[Region labeling items]
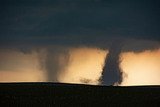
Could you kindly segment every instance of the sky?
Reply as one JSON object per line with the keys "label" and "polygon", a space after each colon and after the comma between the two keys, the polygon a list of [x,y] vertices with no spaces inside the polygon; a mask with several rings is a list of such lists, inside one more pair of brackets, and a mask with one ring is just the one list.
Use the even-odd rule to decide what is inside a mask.
{"label": "sky", "polygon": [[124,75],[159,66],[159,31],[159,0],[2,0],[0,82],[143,85]]}

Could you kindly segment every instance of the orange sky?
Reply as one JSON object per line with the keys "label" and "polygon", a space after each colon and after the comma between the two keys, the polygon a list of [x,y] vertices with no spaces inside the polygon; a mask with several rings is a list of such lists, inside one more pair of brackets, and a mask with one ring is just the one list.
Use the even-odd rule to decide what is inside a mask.
{"label": "orange sky", "polygon": [[120,85],[160,85],[160,49],[124,52],[120,58],[123,72]]}

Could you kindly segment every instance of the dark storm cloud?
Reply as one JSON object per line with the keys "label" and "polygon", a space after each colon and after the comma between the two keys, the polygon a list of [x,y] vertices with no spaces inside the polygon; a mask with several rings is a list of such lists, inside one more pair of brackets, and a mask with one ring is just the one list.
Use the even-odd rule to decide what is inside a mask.
{"label": "dark storm cloud", "polygon": [[159,39],[157,4],[154,0],[4,1],[1,43],[88,44],[97,42],[97,38]]}
{"label": "dark storm cloud", "polygon": [[[112,84],[120,80],[122,51],[160,46],[159,4],[159,0],[4,0],[0,4],[0,45],[20,45],[23,52],[27,52],[25,46],[109,48],[104,81]],[[45,67],[50,71],[54,57],[48,52]]]}

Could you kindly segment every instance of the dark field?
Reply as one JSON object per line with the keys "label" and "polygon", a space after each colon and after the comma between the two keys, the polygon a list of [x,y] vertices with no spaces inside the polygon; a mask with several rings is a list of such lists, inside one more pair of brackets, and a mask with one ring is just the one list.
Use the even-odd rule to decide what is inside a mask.
{"label": "dark field", "polygon": [[60,83],[0,83],[0,107],[135,107],[139,105],[160,107],[160,86],[113,87]]}

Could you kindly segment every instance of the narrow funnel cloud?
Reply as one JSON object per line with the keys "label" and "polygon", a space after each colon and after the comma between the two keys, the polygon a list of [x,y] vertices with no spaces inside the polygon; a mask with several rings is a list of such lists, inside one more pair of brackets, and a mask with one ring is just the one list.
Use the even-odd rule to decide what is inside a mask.
{"label": "narrow funnel cloud", "polygon": [[58,78],[59,82],[100,84],[102,70],[108,51],[97,48],[72,48],[65,71]]}
{"label": "narrow funnel cloud", "polygon": [[123,52],[120,55],[121,86],[160,85],[160,49]]}

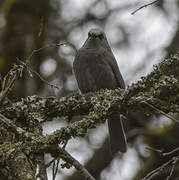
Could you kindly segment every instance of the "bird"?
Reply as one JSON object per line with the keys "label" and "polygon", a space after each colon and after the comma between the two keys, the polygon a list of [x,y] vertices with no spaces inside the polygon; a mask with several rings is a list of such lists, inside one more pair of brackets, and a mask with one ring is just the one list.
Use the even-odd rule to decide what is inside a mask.
{"label": "bird", "polygon": [[[88,38],[77,51],[73,71],[81,93],[96,92],[101,89],[125,89],[117,61],[107,37],[99,28],[91,29]],[[109,142],[112,155],[127,151],[127,141],[116,107],[108,118]]]}

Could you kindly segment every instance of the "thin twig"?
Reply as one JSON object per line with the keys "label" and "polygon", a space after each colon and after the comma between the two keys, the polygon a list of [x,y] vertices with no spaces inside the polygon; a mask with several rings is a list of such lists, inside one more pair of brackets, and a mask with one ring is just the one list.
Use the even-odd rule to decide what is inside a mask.
{"label": "thin twig", "polygon": [[172,174],[175,170],[175,165],[176,165],[177,161],[178,161],[178,158],[175,158],[173,163],[172,163],[173,165],[172,165],[172,169],[170,171],[170,174],[167,176],[166,180],[169,180],[172,177]]}
{"label": "thin twig", "polygon": [[66,162],[70,163],[72,166],[74,166],[79,173],[83,176],[84,180],[95,180],[95,178],[87,171],[87,169],[84,168],[75,158],[73,158],[67,151],[64,149],[61,149],[61,158],[65,160]]}
{"label": "thin twig", "polygon": [[151,2],[151,3],[148,3],[148,4],[145,4],[145,5],[141,6],[141,7],[139,7],[138,9],[136,9],[135,11],[133,11],[133,12],[131,13],[131,15],[134,15],[137,11],[139,11],[139,10],[141,10],[141,9],[143,9],[143,8],[146,8],[146,7],[148,7],[148,6],[151,6],[151,5],[153,5],[153,4],[156,4],[156,3],[159,2],[159,1],[160,1],[160,0],[155,0],[155,1]]}
{"label": "thin twig", "polygon": [[148,173],[142,180],[151,180],[153,177],[155,177],[160,171],[162,171],[165,167],[167,167],[169,164],[173,163],[175,161],[175,158],[179,158],[179,156],[177,157],[173,157],[172,159],[170,159],[168,162],[162,164],[161,166],[159,166],[158,168],[156,168],[155,170],[151,171],[150,173]]}
{"label": "thin twig", "polygon": [[[31,67],[29,67],[26,63],[24,63],[24,62],[22,62],[22,61],[20,61],[20,60],[18,60],[21,64],[23,64],[26,68],[27,68],[27,70],[28,70],[28,72],[31,74],[31,73],[34,73],[36,76],[38,76],[39,77],[39,79],[42,81],[42,82],[44,82],[44,83],[46,83],[47,85],[49,85],[50,87],[54,87],[54,88],[56,88],[56,89],[60,89],[60,87],[58,87],[57,85],[54,85],[54,84],[50,84],[48,81],[46,81],[37,71],[35,71],[35,70],[33,70]],[[32,76],[32,75],[31,75]]]}

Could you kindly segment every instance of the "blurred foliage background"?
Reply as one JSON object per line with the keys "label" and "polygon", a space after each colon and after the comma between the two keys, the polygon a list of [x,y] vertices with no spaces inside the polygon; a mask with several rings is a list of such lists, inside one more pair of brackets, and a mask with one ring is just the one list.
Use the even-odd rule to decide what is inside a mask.
{"label": "blurred foliage background", "polygon": [[[137,81],[170,54],[179,51],[179,1],[160,0],[157,4],[131,13],[149,0],[1,0],[0,73],[14,64],[29,62],[37,74],[28,72],[18,81],[11,99],[38,94],[67,96],[78,91],[72,72],[76,50],[91,28],[102,28],[108,37],[127,85]],[[65,43],[61,45],[61,43]],[[66,123],[55,119],[44,124],[44,134]],[[108,151],[106,125],[89,132],[86,139],[71,140],[68,151],[97,178],[102,180],[141,179],[167,161],[146,146],[171,151],[179,146],[179,127],[163,116],[131,113],[125,120],[128,151],[112,158]],[[46,160],[50,157],[46,155]],[[51,179],[51,168],[49,179]],[[156,179],[164,179],[170,169]],[[173,179],[179,176],[177,168]],[[80,179],[74,170],[60,170],[60,179]]]}

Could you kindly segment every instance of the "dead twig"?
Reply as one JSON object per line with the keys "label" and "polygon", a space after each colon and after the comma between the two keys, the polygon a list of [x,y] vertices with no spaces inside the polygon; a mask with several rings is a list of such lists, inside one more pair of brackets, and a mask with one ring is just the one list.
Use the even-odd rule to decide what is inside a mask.
{"label": "dead twig", "polygon": [[133,11],[133,12],[131,13],[131,15],[134,15],[137,11],[139,11],[139,10],[141,10],[141,9],[143,9],[143,8],[146,8],[146,7],[148,7],[148,6],[151,6],[151,5],[153,5],[153,4],[156,4],[156,3],[158,3],[159,1],[160,1],[160,0],[155,0],[155,1],[151,2],[151,3],[148,3],[148,4],[145,4],[145,5],[141,6],[141,7],[139,7],[138,9],[136,9],[135,11]]}

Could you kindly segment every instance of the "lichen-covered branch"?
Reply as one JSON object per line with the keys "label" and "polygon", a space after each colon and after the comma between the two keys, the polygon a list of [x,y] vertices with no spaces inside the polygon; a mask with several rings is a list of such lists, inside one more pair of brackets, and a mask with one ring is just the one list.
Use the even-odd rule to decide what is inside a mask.
{"label": "lichen-covered branch", "polygon": [[[12,130],[12,138],[15,136],[15,140],[9,142],[7,138],[1,144],[2,166],[11,167],[13,161],[14,167],[17,167],[18,162],[24,160],[27,165],[24,168],[29,169],[27,157],[33,159],[35,154],[43,153],[54,155],[59,152],[60,158],[69,161],[56,145],[66,144],[73,137],[85,136],[88,129],[105,122],[115,106],[120,106],[124,115],[127,111],[140,110],[147,114],[162,113],[175,120],[172,114],[179,113],[179,53],[165,59],[149,75],[126,90],[101,90],[61,99],[34,95],[15,103],[3,103],[0,107],[0,123],[3,132]],[[51,121],[54,117],[65,117],[70,121],[75,115],[84,116],[82,120],[70,123],[50,135],[41,134],[41,122]],[[22,158],[19,160],[19,157]],[[32,172],[34,176],[34,170]]]}

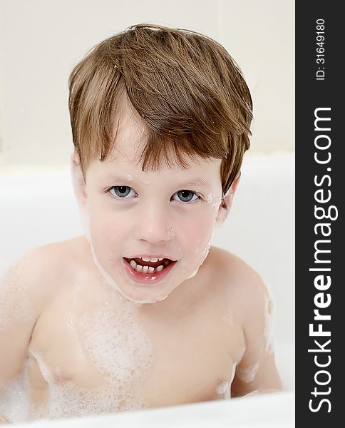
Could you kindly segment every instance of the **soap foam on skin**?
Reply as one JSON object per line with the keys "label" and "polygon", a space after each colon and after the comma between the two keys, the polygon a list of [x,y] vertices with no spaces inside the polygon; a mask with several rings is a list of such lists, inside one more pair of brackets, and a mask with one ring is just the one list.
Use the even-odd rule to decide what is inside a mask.
{"label": "soap foam on skin", "polygon": [[0,385],[6,391],[0,399],[0,414],[4,414],[14,423],[25,422],[29,417],[30,402],[27,392],[25,372],[28,363],[26,359],[20,374],[9,384]]}
{"label": "soap foam on skin", "polygon": [[230,399],[231,398],[231,384],[236,373],[236,362],[234,362],[231,369],[230,379],[224,380],[217,387],[217,394],[219,395],[223,394],[224,399]]}
{"label": "soap foam on skin", "polygon": [[274,313],[272,300],[270,298],[266,298],[264,301],[264,336],[266,340],[265,350],[269,354],[272,354],[274,350],[273,348],[273,335],[274,327]]}
{"label": "soap foam on skin", "polygon": [[[108,289],[108,299],[75,322],[87,357],[102,375],[98,381],[101,384],[87,388],[64,379],[56,381],[43,357],[34,353],[49,382],[48,399],[31,409],[31,419],[84,417],[146,407],[140,385],[153,365],[153,347],[135,318],[138,305],[125,299],[119,302],[114,291]],[[58,367],[54,373],[58,374]]]}
{"label": "soap foam on skin", "polygon": [[[26,278],[28,275],[34,275],[36,270],[34,262],[29,266],[22,263],[11,267],[5,276],[0,278],[0,330],[12,322],[31,322],[34,320],[35,315],[30,309]],[[16,278],[15,283],[11,279],[12,275]],[[20,299],[17,298],[18,295],[21,296]],[[11,301],[14,303],[9,305]]]}
{"label": "soap foam on skin", "polygon": [[239,368],[237,370],[238,378],[240,380],[244,382],[245,383],[249,383],[254,379],[258,369],[259,362],[257,362],[256,364],[247,367],[247,369]]}

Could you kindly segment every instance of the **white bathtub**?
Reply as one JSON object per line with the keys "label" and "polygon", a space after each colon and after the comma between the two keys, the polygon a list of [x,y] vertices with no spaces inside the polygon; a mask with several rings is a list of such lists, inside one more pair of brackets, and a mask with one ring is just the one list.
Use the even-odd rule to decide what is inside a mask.
{"label": "white bathtub", "polygon": [[[227,426],[230,422],[232,427],[294,426],[294,154],[248,156],[232,212],[212,240],[212,245],[235,253],[253,266],[271,290],[283,392],[26,426],[105,427],[118,422],[123,427],[155,427],[162,421],[167,427]],[[0,274],[34,247],[81,233],[68,170],[0,173]]]}

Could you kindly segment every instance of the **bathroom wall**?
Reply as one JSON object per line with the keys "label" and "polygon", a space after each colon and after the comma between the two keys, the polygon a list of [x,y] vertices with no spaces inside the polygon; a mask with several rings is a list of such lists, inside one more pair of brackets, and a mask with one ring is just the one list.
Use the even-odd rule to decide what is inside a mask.
{"label": "bathroom wall", "polygon": [[68,167],[69,73],[97,42],[139,22],[222,44],[252,93],[251,153],[294,150],[293,0],[0,0],[0,170]]}

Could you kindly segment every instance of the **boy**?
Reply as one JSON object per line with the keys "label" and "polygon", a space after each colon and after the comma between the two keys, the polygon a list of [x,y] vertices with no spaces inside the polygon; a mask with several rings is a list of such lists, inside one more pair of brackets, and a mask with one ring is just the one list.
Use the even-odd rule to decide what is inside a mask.
{"label": "boy", "polygon": [[36,419],[279,389],[269,293],[210,247],[249,146],[237,66],[199,34],[140,24],[96,46],[69,83],[85,235],[5,276],[2,394],[21,373]]}

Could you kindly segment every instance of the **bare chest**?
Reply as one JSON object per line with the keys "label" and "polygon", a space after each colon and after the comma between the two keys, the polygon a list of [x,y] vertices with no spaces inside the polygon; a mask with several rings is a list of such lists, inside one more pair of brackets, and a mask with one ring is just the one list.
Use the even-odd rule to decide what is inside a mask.
{"label": "bare chest", "polygon": [[57,299],[35,327],[27,365],[33,417],[180,404],[227,394],[242,349],[236,327],[210,317],[206,322],[198,313],[175,319],[140,314],[125,305],[103,302],[91,310],[75,303]]}

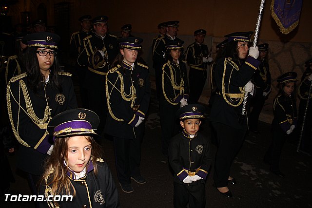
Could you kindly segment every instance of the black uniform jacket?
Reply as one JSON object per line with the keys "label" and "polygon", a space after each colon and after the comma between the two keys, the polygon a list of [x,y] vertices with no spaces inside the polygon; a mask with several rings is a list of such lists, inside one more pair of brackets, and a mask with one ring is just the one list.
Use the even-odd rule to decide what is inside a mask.
{"label": "black uniform jacket", "polygon": [[191,138],[183,129],[170,140],[169,158],[176,174],[175,182],[187,185],[183,182],[183,179],[188,175],[196,174],[203,180],[192,182],[190,185],[205,183],[212,161],[210,141],[200,132]]}
{"label": "black uniform jacket", "polygon": [[[105,132],[119,138],[133,139],[139,116],[145,118],[151,97],[148,67],[139,63],[134,66],[123,61],[106,76],[109,113]],[[142,125],[141,124],[140,126]]]}
{"label": "black uniform jacket", "polygon": [[274,100],[273,129],[280,128],[284,132],[292,125],[297,126],[297,109],[295,99],[284,93],[279,94]]}
{"label": "black uniform jacket", "polygon": [[205,70],[207,66],[203,62],[203,57],[207,57],[208,53],[207,45],[199,45],[194,42],[187,47],[185,57],[191,68],[202,71]]}
{"label": "black uniform jacket", "polygon": [[35,93],[28,87],[26,73],[13,77],[7,88],[9,117],[14,135],[21,144],[17,166],[35,175],[40,175],[40,166],[52,144],[47,131],[51,118],[77,107],[69,73],[60,73],[62,92],[52,88],[50,81],[44,89]]}
{"label": "black uniform jacket", "polygon": [[185,63],[178,64],[168,61],[162,67],[162,95],[160,102],[163,106],[176,106],[182,98],[189,97],[189,84]]}
{"label": "black uniform jacket", "polygon": [[239,122],[245,90],[244,86],[250,80],[260,64],[258,60],[249,56],[239,65],[232,58],[217,60],[214,80],[217,88],[211,110],[210,121],[223,123],[236,129],[247,126],[247,119]]}
{"label": "black uniform jacket", "polygon": [[[181,40],[181,39],[176,37],[175,40]],[[166,44],[172,40],[173,40],[172,38],[167,34],[156,39],[153,50],[153,60],[154,61],[155,67],[160,69],[164,64],[166,63],[165,59],[166,48],[165,46]]]}
{"label": "black uniform jacket", "polygon": [[108,33],[103,38],[95,33],[83,39],[77,61],[80,66],[88,67],[84,83],[86,89],[104,90],[104,76],[118,51],[116,37]]}
{"label": "black uniform jacket", "polygon": [[90,35],[92,35],[92,32],[87,32],[82,30],[72,34],[70,38],[70,51],[73,57],[77,57],[80,54],[80,47],[83,42],[83,39]]}
{"label": "black uniform jacket", "polygon": [[269,64],[266,60],[261,61],[253,77],[253,83],[256,87],[255,93],[262,95],[263,92],[267,93],[271,89],[271,75],[270,73]]}
{"label": "black uniform jacket", "polygon": [[[113,180],[112,173],[107,164],[102,159],[98,159],[98,174],[96,175],[93,165],[88,168],[88,173],[84,177],[73,179],[69,177],[76,191],[76,195],[71,202],[58,202],[60,208],[119,208],[120,207],[118,192]],[[101,161],[99,162],[98,161]],[[92,162],[90,162],[92,163]],[[48,181],[49,179],[47,179]],[[39,194],[48,196],[53,195],[49,188],[52,185],[42,184],[40,186]],[[45,191],[46,193],[45,193]],[[65,193],[63,193],[64,195]],[[65,201],[65,200],[64,200]],[[49,205],[48,205],[48,203]],[[53,202],[42,202],[40,208],[56,208]],[[50,207],[49,207],[50,206]]]}

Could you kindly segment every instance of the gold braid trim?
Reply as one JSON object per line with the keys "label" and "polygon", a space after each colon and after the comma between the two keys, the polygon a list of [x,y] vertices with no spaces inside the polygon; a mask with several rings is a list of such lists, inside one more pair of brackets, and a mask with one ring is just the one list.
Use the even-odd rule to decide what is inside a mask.
{"label": "gold braid trim", "polygon": [[44,134],[43,134],[42,137],[41,137],[41,139],[40,139],[40,140],[39,140],[39,141],[38,142],[37,144],[36,145],[36,146],[34,148],[34,149],[35,150],[37,149],[38,148],[39,145],[40,145],[40,144],[41,144],[41,143],[42,142],[42,141],[43,141],[43,139],[44,139],[44,138],[46,137],[46,136],[47,136],[47,135],[48,135],[48,134],[49,134],[49,132],[48,132],[47,131],[46,131],[44,133]]}
{"label": "gold braid trim", "polygon": [[234,102],[237,102],[238,101],[238,103],[237,105],[233,104],[228,101],[228,99],[226,96],[225,93],[225,73],[226,72],[226,65],[227,64],[229,63],[230,65],[232,65],[233,67],[231,72],[231,75],[230,75],[230,79],[229,79],[229,87],[228,89],[229,94],[230,94],[230,81],[231,80],[231,76],[232,74],[232,72],[234,69],[236,69],[237,71],[238,71],[239,68],[237,66],[237,65],[233,61],[232,61],[232,58],[231,57],[227,58],[224,59],[224,68],[223,69],[223,75],[222,76],[222,96],[223,97],[223,99],[225,101],[225,102],[228,104],[229,105],[233,106],[233,107],[237,107],[239,106],[242,102],[243,102],[243,100],[244,99],[244,94],[245,94],[245,90],[244,90],[244,88],[239,87],[239,90],[240,90],[241,94],[243,95],[242,97],[238,98],[237,100],[234,100],[232,99],[231,97],[230,98]]}
{"label": "gold braid trim", "polygon": [[[170,72],[170,76],[169,76],[164,70],[164,69],[166,66],[168,66],[168,67],[169,68],[169,71]],[[173,69],[174,70],[175,69],[173,68]],[[175,97],[173,99],[170,98],[170,99],[169,99],[169,98],[167,96],[167,95],[166,95],[166,91],[165,91],[165,84],[164,83],[164,79],[165,79],[165,74],[166,74],[167,76],[170,79],[170,81],[171,81],[171,85],[172,86],[174,89],[174,92],[175,93]],[[171,105],[177,105],[178,103],[174,103],[173,101],[176,100],[176,99],[179,96],[179,95],[182,95],[184,93],[184,81],[182,76],[181,76],[181,73],[180,73],[180,76],[181,77],[181,83],[180,83],[180,85],[178,85],[176,83],[176,79],[175,77],[175,75],[174,75],[173,67],[171,66],[171,64],[170,64],[170,61],[168,61],[168,62],[166,64],[164,64],[164,65],[162,66],[162,76],[161,78],[161,83],[162,83],[161,84],[162,85],[162,92],[163,93],[164,96],[165,96],[165,98],[166,99],[167,101],[169,103],[170,103]],[[180,92],[179,94],[176,95],[176,91],[175,90],[179,90]]]}
{"label": "gold braid trim", "polygon": [[20,75],[17,75],[16,76],[14,76],[10,79],[9,81],[9,83],[14,82],[19,79],[20,79],[22,78],[24,78],[25,76],[27,76],[27,74],[26,72],[21,74]]}
{"label": "gold braid trim", "polygon": [[[10,80],[10,81],[11,81],[11,80],[12,80],[12,79],[11,79],[11,80]],[[9,84],[10,83],[9,83],[9,84],[8,85],[6,89],[6,104],[8,108],[8,113],[9,114],[9,118],[10,119],[10,122],[12,126],[12,129],[13,132],[13,133],[14,134],[14,135],[15,136],[16,139],[19,141],[20,144],[27,147],[30,147],[30,146],[29,146],[28,144],[27,143],[27,142],[21,139],[21,138],[20,138],[20,135],[19,134],[19,132],[16,131],[16,129],[15,129],[15,126],[14,126],[14,122],[13,122],[13,117],[12,114],[11,99],[10,99],[10,94],[12,94],[12,92],[11,91],[11,88],[10,88]],[[12,94],[12,96],[13,96],[13,94]],[[17,127],[18,131],[19,129],[18,123],[19,122],[18,120],[18,127]]]}
{"label": "gold braid trim", "polygon": [[274,0],[272,0],[272,2],[271,3],[271,15],[272,18],[274,19],[276,24],[278,25],[279,27],[279,29],[281,31],[281,33],[283,34],[284,35],[287,35],[292,32],[294,28],[296,28],[298,24],[299,24],[299,19],[298,21],[295,21],[291,26],[290,26],[288,28],[285,28],[281,22],[281,20],[279,19],[275,13],[274,11]]}
{"label": "gold braid trim", "polygon": [[73,75],[68,72],[58,72],[58,75],[64,75],[65,76],[72,76]]}
{"label": "gold braid trim", "polygon": [[141,63],[136,63],[136,64],[138,65],[139,66],[141,66],[142,67],[145,68],[146,69],[148,69],[148,66],[145,65],[144,64],[142,64]]}
{"label": "gold braid trim", "polygon": [[41,119],[38,118],[34,111],[34,108],[33,108],[33,106],[31,103],[31,100],[29,97],[29,94],[28,94],[28,91],[27,89],[25,82],[24,82],[22,80],[20,80],[20,86],[21,87],[23,95],[24,95],[24,98],[25,98],[25,103],[26,104],[26,108],[28,113],[27,113],[28,115],[36,124],[43,124],[45,123],[48,120],[50,115],[50,109],[49,108],[49,106],[47,105],[45,107],[43,118]]}
{"label": "gold braid trim", "polygon": [[[107,73],[107,74],[106,75],[106,78],[105,79],[105,85],[106,87],[106,98],[107,100],[107,107],[108,108],[108,112],[109,112],[109,113],[112,116],[112,117],[114,119],[117,121],[123,121],[124,120],[121,118],[117,118],[114,114],[114,113],[113,113],[113,111],[112,110],[112,108],[111,107],[109,100],[111,96],[111,94],[112,94],[112,92],[113,92],[113,90],[114,89],[114,88],[120,93],[120,95],[121,95],[121,97],[122,97],[122,99],[123,99],[124,100],[126,101],[131,101],[131,104],[130,105],[130,107],[131,107],[131,108],[132,108],[133,107],[133,106],[134,105],[135,99],[136,97],[136,88],[135,88],[135,87],[132,84],[130,87],[130,94],[129,95],[126,95],[125,93],[124,86],[123,84],[123,76],[122,76],[122,75],[121,75],[121,74],[119,71],[117,71],[117,70],[119,68],[120,68],[121,67],[121,66],[120,65],[118,64],[117,65],[117,67],[114,67],[113,68],[110,69],[108,71],[108,73]],[[115,83],[113,84],[112,82],[111,82],[110,80],[108,80],[108,77],[107,76],[107,75],[109,73],[113,74],[115,72],[118,74],[118,77],[115,81]],[[116,84],[116,83],[117,82],[117,81],[118,81],[118,79],[120,79],[120,90],[119,89],[118,89],[117,87],[115,86],[115,85]],[[109,90],[108,88],[108,82],[109,82],[110,84],[112,85],[112,86],[113,86],[113,88],[112,88],[112,90],[110,92],[109,92]],[[132,83],[132,82],[131,82],[131,83]]]}

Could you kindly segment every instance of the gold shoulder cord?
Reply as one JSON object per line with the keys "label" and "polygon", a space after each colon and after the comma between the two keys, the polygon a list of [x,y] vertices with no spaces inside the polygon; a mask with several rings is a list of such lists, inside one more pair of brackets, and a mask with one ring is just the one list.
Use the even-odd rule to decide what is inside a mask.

## PROBLEM TO SOLVE:
Rewrite the rows from the line containing "Could you kindly segment every instance of the gold shoulder" through the end of the rows, renaming "gold shoulder cord" to "gold shoulder rope" and leaving everything else unchanged.

## RESULT FOR THIS TASK:
Could you kindly segment every instance of the gold shoulder rope?
Reply as one JSON object per line with the keys "label" and "polygon", a space after each colon and after the comma between the two keys, the polygon a list of [x,y] vertices with no spaces inside the polygon; a mask with several rings is a list of such lists, inside one more pair of brackets, and a mask with one ring is just the one list.
Use the even-odd rule to decide what is inside a mask.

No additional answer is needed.